_Task to carry out_.
In the listing below, copy every line word for word, from the line containing "Annotate the fishing" down to the line containing "Annotate the doorway", with both of those lines included.

_Material_.
★ ★ ★ ★ ★ ★ ★
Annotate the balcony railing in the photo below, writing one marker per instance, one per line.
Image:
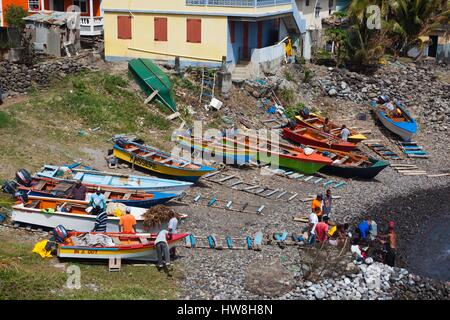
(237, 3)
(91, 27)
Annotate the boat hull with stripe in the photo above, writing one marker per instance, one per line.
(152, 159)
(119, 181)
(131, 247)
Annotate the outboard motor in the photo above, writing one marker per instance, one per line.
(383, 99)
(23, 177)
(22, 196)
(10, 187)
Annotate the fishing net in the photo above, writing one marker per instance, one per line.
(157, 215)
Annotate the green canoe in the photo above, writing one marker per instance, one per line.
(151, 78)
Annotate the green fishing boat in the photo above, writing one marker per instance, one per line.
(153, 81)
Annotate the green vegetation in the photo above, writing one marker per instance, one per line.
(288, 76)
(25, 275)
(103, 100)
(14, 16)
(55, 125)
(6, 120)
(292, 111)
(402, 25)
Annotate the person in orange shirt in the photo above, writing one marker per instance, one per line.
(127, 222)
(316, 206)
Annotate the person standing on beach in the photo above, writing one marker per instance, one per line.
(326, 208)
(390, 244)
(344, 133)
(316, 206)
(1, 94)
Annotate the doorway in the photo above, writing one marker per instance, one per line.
★ ★ ★ ★ ★ ★ ★
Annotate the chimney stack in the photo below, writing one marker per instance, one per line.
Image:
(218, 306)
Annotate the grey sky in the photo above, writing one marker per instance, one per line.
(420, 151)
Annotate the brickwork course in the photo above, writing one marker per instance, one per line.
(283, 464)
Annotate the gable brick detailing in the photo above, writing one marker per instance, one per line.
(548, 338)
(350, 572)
★ ★ ★ ★ ★ ★ ★
_Answer to this exercise_.
Annotate the fishing net in the photo above, writing one marker per instance, one per line.
(157, 215)
Annotate the green canoe in the photo above, writing one marker per instance, one per line.
(151, 78)
Annotate the green fishing boat in the photo above, writing one marker per instance, one per line.
(153, 81)
Annotate the green vegetation in the photo above, writing one marker per instance, one per line.
(288, 76)
(25, 275)
(103, 100)
(14, 16)
(55, 125)
(6, 120)
(292, 111)
(402, 25)
Annotate the person in orange shirt in the photo above, writing one marker per instance, one per line.
(127, 222)
(316, 206)
Annotate the person standing on beach in the photo above, writing one marker per instance, one per line.
(326, 208)
(390, 244)
(344, 133)
(316, 206)
(1, 94)
Annotate the doorway in the photo above, writing one marker per instance, one per line.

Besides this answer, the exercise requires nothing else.